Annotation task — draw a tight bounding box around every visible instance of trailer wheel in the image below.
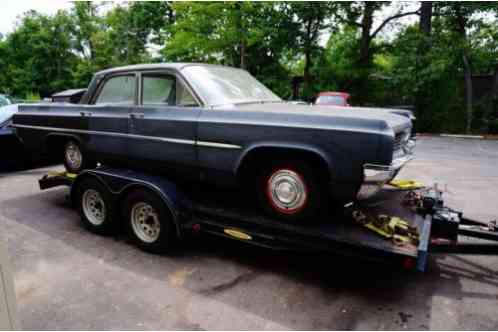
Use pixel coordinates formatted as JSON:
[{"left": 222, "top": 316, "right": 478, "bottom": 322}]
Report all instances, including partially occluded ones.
[
  {"left": 75, "top": 177, "right": 115, "bottom": 235},
  {"left": 122, "top": 189, "right": 176, "bottom": 254}
]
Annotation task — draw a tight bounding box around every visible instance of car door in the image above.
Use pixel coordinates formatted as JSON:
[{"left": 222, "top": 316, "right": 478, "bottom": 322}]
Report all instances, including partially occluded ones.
[
  {"left": 86, "top": 72, "right": 137, "bottom": 163},
  {"left": 128, "top": 71, "right": 201, "bottom": 177}
]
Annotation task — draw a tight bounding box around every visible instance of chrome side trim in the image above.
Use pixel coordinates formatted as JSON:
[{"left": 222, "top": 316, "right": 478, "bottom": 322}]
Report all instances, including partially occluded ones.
[
  {"left": 12, "top": 124, "right": 129, "bottom": 138},
  {"left": 131, "top": 133, "right": 195, "bottom": 145},
  {"left": 11, "top": 124, "right": 241, "bottom": 149},
  {"left": 196, "top": 141, "right": 241, "bottom": 149}
]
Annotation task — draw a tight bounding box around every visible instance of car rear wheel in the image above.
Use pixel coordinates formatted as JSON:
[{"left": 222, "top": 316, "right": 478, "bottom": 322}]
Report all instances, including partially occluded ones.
[
  {"left": 63, "top": 140, "right": 94, "bottom": 173},
  {"left": 257, "top": 160, "right": 326, "bottom": 222}
]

========

Assignment
Write out the material above precisely, leaving each picture behind.

Result of this task
Annotation task — draw a tight bounding box around every visible instance of trailer wheel in the image below.
Use pixel coordinates formatted as JSON:
[{"left": 222, "top": 316, "right": 478, "bottom": 322}]
Report all instances, including partially occluded ones.
[
  {"left": 75, "top": 177, "right": 115, "bottom": 235},
  {"left": 122, "top": 189, "right": 176, "bottom": 254}
]
Annotation task — draw a tight bounding box around every visible instance of car door in the image above.
Use pixel coordinates formatted as JSON:
[{"left": 222, "top": 316, "right": 478, "bottom": 322}]
Report all instances, including partially occluded ones.
[
  {"left": 86, "top": 72, "right": 137, "bottom": 163},
  {"left": 128, "top": 71, "right": 201, "bottom": 177}
]
Annotation task — draw a tight bounding box around every visible instance of chrome side trim in the image above.
Use pixel coordinates formatted as JSON:
[{"left": 222, "top": 316, "right": 478, "bottom": 322}]
Report all instances, including partially occluded ones.
[
  {"left": 12, "top": 124, "right": 129, "bottom": 138},
  {"left": 131, "top": 133, "right": 195, "bottom": 145},
  {"left": 11, "top": 124, "right": 241, "bottom": 149},
  {"left": 196, "top": 141, "right": 241, "bottom": 149}
]
Annotation task — draw a tight bounding box around every visible instance of car rear wheel in the image above.
Use pixel coordinates formatted as JSON:
[{"left": 222, "top": 316, "right": 478, "bottom": 322}]
Report all instances, including partially occluded ones.
[
  {"left": 63, "top": 140, "right": 94, "bottom": 173},
  {"left": 257, "top": 160, "right": 326, "bottom": 222}
]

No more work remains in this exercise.